Given information: Begin

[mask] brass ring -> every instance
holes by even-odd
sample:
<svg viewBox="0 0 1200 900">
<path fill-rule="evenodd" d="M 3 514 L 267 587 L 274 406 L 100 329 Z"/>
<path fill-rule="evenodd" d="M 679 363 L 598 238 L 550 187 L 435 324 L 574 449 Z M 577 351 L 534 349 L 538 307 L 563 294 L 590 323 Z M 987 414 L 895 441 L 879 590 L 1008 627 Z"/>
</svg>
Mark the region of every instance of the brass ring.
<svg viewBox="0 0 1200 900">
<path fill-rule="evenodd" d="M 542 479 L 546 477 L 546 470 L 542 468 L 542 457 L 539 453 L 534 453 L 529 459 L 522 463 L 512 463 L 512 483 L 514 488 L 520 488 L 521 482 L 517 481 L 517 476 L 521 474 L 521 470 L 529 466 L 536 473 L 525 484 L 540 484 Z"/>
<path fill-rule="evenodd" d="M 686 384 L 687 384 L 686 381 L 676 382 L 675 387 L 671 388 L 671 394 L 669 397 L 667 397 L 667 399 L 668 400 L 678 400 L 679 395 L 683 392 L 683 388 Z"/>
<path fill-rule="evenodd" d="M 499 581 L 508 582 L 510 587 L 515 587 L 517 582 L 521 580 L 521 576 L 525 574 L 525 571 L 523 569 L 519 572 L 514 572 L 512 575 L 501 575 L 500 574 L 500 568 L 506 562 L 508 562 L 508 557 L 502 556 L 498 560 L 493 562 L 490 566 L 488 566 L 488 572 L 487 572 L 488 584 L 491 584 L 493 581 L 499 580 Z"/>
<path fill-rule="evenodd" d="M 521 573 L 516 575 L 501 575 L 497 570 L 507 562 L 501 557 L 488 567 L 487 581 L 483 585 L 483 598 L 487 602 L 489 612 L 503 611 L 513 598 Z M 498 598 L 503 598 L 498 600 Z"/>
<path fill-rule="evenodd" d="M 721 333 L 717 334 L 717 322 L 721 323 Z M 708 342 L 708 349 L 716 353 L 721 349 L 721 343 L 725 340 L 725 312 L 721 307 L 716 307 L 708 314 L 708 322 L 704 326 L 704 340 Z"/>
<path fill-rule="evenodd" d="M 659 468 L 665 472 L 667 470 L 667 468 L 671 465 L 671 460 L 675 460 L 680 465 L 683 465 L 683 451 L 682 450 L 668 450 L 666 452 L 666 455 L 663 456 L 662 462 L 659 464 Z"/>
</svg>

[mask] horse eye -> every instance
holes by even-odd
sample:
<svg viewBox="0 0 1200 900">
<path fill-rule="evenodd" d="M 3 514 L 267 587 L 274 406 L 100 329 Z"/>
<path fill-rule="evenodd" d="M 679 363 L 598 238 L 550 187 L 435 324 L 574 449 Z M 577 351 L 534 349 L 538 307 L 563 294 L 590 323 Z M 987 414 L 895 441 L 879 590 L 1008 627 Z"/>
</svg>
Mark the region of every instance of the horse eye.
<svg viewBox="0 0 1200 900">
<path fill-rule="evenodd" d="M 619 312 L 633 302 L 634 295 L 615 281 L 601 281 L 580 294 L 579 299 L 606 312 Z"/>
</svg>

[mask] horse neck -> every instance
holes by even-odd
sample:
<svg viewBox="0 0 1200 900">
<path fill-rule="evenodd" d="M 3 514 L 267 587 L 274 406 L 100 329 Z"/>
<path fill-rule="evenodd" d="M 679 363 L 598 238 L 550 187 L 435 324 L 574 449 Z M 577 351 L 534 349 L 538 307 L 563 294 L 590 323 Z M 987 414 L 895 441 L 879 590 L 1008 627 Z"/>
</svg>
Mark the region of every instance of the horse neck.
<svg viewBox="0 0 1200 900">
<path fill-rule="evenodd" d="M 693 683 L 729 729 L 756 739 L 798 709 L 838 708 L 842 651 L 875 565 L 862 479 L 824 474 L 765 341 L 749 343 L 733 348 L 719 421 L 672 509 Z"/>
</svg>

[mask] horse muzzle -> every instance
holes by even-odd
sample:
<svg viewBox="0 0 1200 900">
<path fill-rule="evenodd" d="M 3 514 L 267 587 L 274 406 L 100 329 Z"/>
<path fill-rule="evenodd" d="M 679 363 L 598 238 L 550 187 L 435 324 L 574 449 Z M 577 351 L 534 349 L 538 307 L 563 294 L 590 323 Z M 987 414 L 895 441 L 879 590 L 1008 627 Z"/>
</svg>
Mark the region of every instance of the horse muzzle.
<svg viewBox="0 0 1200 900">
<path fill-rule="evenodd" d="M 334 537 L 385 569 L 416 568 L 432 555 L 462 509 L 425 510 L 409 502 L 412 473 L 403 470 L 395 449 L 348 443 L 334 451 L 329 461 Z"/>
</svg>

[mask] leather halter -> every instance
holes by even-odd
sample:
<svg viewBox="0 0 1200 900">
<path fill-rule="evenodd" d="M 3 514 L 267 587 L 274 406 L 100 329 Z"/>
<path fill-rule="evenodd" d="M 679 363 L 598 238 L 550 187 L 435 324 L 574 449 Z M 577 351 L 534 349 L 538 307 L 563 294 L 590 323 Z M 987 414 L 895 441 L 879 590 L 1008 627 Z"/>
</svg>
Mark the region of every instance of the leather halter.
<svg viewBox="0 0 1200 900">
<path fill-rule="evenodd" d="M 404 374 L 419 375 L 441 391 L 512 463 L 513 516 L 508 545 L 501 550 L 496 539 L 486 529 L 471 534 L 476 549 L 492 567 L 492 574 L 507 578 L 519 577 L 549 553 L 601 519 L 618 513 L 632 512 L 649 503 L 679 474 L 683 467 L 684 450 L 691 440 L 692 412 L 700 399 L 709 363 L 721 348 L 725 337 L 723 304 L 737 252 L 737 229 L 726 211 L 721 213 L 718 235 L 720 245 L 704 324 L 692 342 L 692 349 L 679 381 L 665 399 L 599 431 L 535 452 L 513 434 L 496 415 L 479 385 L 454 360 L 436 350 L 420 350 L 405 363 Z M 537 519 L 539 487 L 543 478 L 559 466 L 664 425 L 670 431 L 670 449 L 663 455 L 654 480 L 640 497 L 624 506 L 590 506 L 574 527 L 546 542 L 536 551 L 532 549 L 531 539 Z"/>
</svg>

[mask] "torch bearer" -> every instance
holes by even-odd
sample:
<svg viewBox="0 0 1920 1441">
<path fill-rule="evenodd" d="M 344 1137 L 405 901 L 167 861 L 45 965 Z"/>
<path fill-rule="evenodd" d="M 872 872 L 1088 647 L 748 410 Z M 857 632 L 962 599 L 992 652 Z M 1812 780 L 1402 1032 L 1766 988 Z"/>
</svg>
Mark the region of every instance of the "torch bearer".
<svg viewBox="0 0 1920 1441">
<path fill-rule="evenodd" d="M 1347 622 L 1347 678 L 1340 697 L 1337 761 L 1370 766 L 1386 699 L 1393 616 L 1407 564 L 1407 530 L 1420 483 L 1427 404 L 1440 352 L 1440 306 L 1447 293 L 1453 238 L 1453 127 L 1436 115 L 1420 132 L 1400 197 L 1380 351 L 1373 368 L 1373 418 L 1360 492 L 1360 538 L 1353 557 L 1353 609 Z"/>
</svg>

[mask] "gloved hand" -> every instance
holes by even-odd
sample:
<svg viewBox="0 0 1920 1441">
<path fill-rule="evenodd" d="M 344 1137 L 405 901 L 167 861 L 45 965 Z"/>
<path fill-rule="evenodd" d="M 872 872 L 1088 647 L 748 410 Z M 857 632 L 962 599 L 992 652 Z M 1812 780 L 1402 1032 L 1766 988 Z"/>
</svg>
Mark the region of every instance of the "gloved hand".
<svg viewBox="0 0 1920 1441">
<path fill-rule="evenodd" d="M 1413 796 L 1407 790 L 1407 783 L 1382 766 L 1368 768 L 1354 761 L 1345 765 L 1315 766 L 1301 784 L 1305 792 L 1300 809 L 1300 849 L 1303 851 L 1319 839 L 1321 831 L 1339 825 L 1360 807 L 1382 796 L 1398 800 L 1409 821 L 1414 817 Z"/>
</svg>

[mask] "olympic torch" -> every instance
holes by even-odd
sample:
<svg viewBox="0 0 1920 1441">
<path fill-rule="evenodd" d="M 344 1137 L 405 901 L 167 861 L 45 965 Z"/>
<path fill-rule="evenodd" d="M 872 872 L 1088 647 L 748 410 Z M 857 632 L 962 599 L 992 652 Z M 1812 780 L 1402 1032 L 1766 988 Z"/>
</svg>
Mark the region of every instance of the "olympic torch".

Given information: End

Assignment>
Which of the lines above include the word "mask"? Copy each of them.

Written solution>
[mask] brass ring -> every instance
[mask] horse eye -> every instance
[mask] horse neck -> every instance
[mask] horse muzzle -> every instance
[mask] leather halter -> every instance
[mask] "torch bearer" -> every instance
[mask] "gloved hand" -> every instance
[mask] "olympic torch" -> every instance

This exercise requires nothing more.